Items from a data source
========
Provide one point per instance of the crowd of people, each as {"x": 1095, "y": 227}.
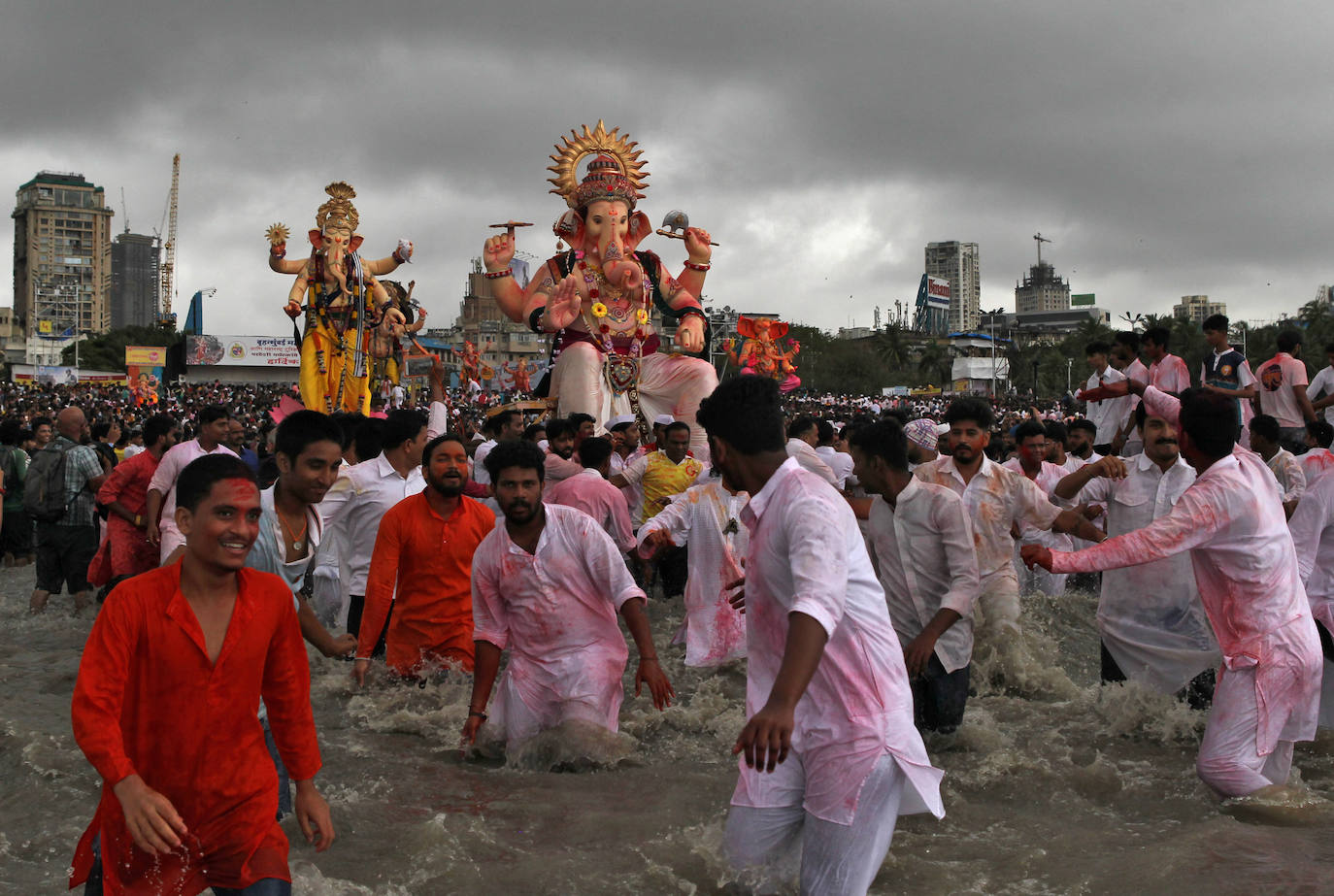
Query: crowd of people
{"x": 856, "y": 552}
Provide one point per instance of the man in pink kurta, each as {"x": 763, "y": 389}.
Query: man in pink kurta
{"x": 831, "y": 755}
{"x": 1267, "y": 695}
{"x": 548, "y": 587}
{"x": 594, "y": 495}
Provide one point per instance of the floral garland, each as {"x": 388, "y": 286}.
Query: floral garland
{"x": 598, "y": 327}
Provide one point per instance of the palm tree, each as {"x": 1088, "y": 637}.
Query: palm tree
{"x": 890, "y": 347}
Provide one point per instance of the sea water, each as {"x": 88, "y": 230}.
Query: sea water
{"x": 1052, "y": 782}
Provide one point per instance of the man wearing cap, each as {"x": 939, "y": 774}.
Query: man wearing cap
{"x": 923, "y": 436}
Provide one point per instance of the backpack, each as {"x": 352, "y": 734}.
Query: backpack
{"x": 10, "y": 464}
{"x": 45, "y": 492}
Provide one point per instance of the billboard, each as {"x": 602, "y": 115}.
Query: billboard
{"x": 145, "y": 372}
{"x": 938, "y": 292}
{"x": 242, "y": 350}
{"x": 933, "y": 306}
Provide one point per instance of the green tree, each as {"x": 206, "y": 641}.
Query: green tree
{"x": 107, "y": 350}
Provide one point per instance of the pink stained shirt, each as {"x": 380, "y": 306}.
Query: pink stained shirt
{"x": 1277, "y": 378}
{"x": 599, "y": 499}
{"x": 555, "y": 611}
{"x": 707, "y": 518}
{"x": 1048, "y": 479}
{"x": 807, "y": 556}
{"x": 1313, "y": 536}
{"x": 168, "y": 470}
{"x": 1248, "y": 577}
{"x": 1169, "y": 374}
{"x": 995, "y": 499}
========
▶ **WORK REQUEST**
What is needed is an exact retyping of the lines from the start of the data through the line with "Provide one point per instance of the pink", with both end lines kept and every picture left out.

▶ **TASK ANSWER**
Provide one point per instance of the crowd of people, each as {"x": 1095, "y": 227}.
Query: crowd of people
{"x": 856, "y": 552}
Provide one point per instance of the man in pink kurta, each as {"x": 763, "y": 389}.
Query: man in pink kurta
{"x": 831, "y": 755}
{"x": 1267, "y": 695}
{"x": 548, "y": 587}
{"x": 594, "y": 495}
Provide one point per instance of the floral garland, each as {"x": 388, "y": 286}.
Query: floral garland
{"x": 598, "y": 327}
Provide one point per instance of the palm tree, each as {"x": 1088, "y": 637}.
Query: palm tree
{"x": 890, "y": 347}
Provide one point per instance of the sea water, each as {"x": 88, "y": 230}.
Query: sea water
{"x": 1052, "y": 782}
Provide one point per instance of the man wearing cap, each as {"x": 939, "y": 774}.
Query: man wearing cap
{"x": 923, "y": 436}
Provide one point per instance of the backpack, each as {"x": 352, "y": 734}.
Query: backpack
{"x": 10, "y": 464}
{"x": 45, "y": 492}
Provide one point per instance of the billboard, each as {"x": 602, "y": 115}.
Query: billboard
{"x": 145, "y": 372}
{"x": 938, "y": 292}
{"x": 242, "y": 350}
{"x": 933, "y": 306}
Provide one point per instance of the green tree, each as {"x": 206, "y": 641}.
Query: green tree
{"x": 107, "y": 350}
Provide one point per instance of the pink stained shirt, each as {"x": 380, "y": 306}.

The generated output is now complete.